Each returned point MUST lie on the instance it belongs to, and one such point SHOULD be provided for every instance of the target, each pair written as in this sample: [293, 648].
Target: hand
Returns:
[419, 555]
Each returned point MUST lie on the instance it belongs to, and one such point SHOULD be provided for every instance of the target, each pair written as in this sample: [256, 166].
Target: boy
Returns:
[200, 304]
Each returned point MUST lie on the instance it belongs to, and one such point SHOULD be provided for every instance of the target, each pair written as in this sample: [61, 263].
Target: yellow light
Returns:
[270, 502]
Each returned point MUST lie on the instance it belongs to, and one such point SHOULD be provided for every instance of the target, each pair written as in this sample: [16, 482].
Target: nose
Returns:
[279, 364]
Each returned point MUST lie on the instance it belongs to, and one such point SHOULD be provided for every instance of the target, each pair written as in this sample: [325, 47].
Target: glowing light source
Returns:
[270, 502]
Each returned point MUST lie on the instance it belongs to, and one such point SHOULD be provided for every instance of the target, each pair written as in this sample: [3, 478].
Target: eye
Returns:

---------------

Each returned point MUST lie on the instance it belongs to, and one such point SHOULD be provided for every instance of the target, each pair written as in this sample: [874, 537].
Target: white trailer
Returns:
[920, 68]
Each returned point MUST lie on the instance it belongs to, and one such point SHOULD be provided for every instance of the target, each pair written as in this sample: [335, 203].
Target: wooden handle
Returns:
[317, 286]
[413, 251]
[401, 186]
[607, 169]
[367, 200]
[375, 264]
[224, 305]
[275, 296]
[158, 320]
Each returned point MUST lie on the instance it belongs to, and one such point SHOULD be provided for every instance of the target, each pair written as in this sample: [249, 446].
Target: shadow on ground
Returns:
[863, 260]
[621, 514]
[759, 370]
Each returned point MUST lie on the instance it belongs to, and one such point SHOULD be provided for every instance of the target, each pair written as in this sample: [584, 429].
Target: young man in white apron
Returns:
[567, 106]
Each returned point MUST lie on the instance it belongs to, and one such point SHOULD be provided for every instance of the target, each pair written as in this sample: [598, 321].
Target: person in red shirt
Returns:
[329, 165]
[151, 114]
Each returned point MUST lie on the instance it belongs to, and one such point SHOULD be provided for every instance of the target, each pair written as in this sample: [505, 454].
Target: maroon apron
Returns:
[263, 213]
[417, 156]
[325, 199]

---------------

- **Stated goal**: Count the lines in the rows above that contain the string "light", with case counting. Reply with the number only.

- **Response**: 2